An Historical Review of Airguns – By Lee Blair-Jenke

Victorian Pepperbox Air Gun

Although of a unique and exacting design, the air gun has not enjoyed the popularity it deserves, both now and throughout history.  In this historical review of the airgun, Lee Blair-Jenke of Regimentals Antiques in Adelaide researches both the positive and negative aspects of this largely overlooked weapon.

THE AIR GUN is only casually thought of by collectors and students of arms history.  In fact it is considered by most people to belittle more than a toy, a judgement being biased by the popular modern air rifle or gun.

Air guns have been with us in one form or another since the early days of firearms.  Had Oliver Cromwell been assassinated by an air gun, so hopefully purchased for that purpose, or had the American Continental Army adopted it as was proposed at the time, and as Austria later did, and if Napoleon had not taken such violent exception to its use agains this army by the Austrians, the subject would not have been as obscure as it is.

It is uncertain when the first airgun was made, but it appears to have been invented by a number of different people at different times and in different places.  Leonardo da Vinci (1452-1519) makes mention of the air gun quite casually as if a commonplace weapon.

The earliest known air gun is preserved in the Armoury of Schmetan in Germany and bears the date of 1474.  Many references are to be found of air guns in use in Germany during the 1500’s and it must be concluded that during this century they had been developed to a point where they were considered to be a serious and practical weapon.

The Air Gun as a Weapon.

The use of the air gun for hunting in the past was extensive although its military use was limited.  In a hunting book published in 1779 it states that three hundred strokes of the pump were required to·fill the ball type reservoir with air.  This was then sufficient for around 24 shots.  The first 6 shots with a lead bullet were able to down a deer between 70 and 80 aces.  Subsequent shots became weaker as pressure reduced in the reservoir.  According to another old report, Louis VIII, Landgrave of Hessen (1691-1768)

preferred to use air guns rather than conventional firearms for big game hunting.  Many great deer, including one weighing 480 pounds, and an un-numbered amount of wild boar are claimed to have fallen to his air gun.

Experiments with an old airgun in Germany showed that a 9.5 mm round bullet could be targeted at a total shooting range of 500 metres.  At a 35 metre distance a 3 cm pine board was pierced.  Flight speed amounted to about 200 metres per sec.  The results of this investigation was that the penetrating power of the air gun in question was sufficient to kill big game at a distance of 100 paces.

The air gun is,from the standpoint of pressures used, decidedly more efficient than the conventional firearm.  It appears that gas confined under pressure and then suddenly released has a relatively more powerful effect upon a projectile than has the gas generated by the burning or explosion of gunpowder.

Air rifle Girardoni 1779 system Windbüchse Designed in 1779 by Austrian inventor Bartholomäus Girardoni

Advantages of Air Guns in Comparison to Firearms.

GOAL 1 >>
Copy the air gun review word for word from "The earliest known" to "as a Weapon.".
GOAL 2 >>
Write the next part of the air gun review, picking up right after its last line.

RECORDED DATA >>
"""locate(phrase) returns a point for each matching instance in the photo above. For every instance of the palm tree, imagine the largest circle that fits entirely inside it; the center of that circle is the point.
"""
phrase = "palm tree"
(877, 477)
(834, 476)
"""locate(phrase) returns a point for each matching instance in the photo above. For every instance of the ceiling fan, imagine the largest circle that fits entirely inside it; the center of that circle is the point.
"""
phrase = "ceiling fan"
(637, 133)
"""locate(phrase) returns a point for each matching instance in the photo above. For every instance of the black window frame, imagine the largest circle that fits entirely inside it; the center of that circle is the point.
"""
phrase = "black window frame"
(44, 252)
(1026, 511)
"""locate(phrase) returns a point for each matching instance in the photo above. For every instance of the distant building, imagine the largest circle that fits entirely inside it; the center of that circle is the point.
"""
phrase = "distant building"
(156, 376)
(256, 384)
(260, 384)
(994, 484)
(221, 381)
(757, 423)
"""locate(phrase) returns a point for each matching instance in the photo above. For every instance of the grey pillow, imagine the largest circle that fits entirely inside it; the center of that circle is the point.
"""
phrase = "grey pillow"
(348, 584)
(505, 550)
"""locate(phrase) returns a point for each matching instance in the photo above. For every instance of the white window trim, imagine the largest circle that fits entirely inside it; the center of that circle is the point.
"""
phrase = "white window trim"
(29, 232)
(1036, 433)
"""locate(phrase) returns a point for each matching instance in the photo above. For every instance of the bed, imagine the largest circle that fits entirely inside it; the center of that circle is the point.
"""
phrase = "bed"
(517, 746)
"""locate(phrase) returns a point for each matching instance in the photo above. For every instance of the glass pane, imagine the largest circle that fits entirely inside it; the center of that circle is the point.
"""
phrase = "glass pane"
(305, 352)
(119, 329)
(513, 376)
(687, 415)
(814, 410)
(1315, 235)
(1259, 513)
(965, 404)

TASK ANSWER 1 >>
The earliest known air gun is preserved in the Armoury of Schmetan in Germany and bears the date of 1474.  Many references are to be found of air guns in use in Germany during the 1500’s and it must be concluded that during this century they had been developed to a point where they were considered to be a serious and practical weapon.

The Air Gun as a Weapon.

TASK ANSWER 2 >>
In considering the advantages of the airgun, it is also necessary to review the disadvantages of the firearm,particularly as they existed in the flintlock and earlier ignition systems.  Whilst this may suggest it’s superiority, the air gun nevertheless did have certain objectionable features that apparently prevented it from being adopted seriously by many nations

The most obvious disadvantage of the firearm was the uncertainty of ignition.  The matchlock, wheel lock and flintlock were all plagued by this problem.  The firearm could misfire for any of many reasons and probably the weather was the biggest cause.  Powder falling out of the pan, a badly primed piece, poor quality powder, a blocked touch hole or a worn or faulty flint were all possible causes of misfire.  In this respect the air gun had a distinct advantage.  As far as certainty of ignition or discharge is concerned, the air gun never fails.

Firearms of this period were not only noisy but generated a lot of smoke from burning powder.  In this respect the air gun was again superior in that it was noiseless, nor did it reveal the position of the shooter by clouds of smoke, and it was for this reason that it became so popular for game hunting and poaching.  In guerrilla warfare the air gun was a priceless weapon.  The Austrians found this feature to their advantage in the Tyrolean campaign against the French.  As a result, Napoleon caused every Austrian captured carrying an air gun to be summarily shot or hanged.  Another material advantage which the air gun possessed over the firearm was the fact that the former adapted itself to repeating mechanisms and rapid fire more readily than did firearms of the pre-cartridge era.

With the air gun an assortment of principles were available.  They were:

Single pressure charge: single shot

Single pressure charge: multiple shot (with ball magazine).

Multiple pressure charge: single shot

Multiple pressure charge: multiple shot

Repeating mechanisms in firearms of the flintlock era were decidedly dangerous and many explosions are recorded with disastrous results to the shooter.

A very practical advantage that the air gun possessed over the firearm using black powder, was that the air gun required almost no cleaning.  The firearm needed cleaning after every use and suffered badly from fouling during use, which affected accuracy.  Because of the absence of fouling, the use of rifling in the air gun presented less of a problem than it did in firearms.  Much to the delight of collectors, most air guns, even very old ones, are invariably found with perfect bores.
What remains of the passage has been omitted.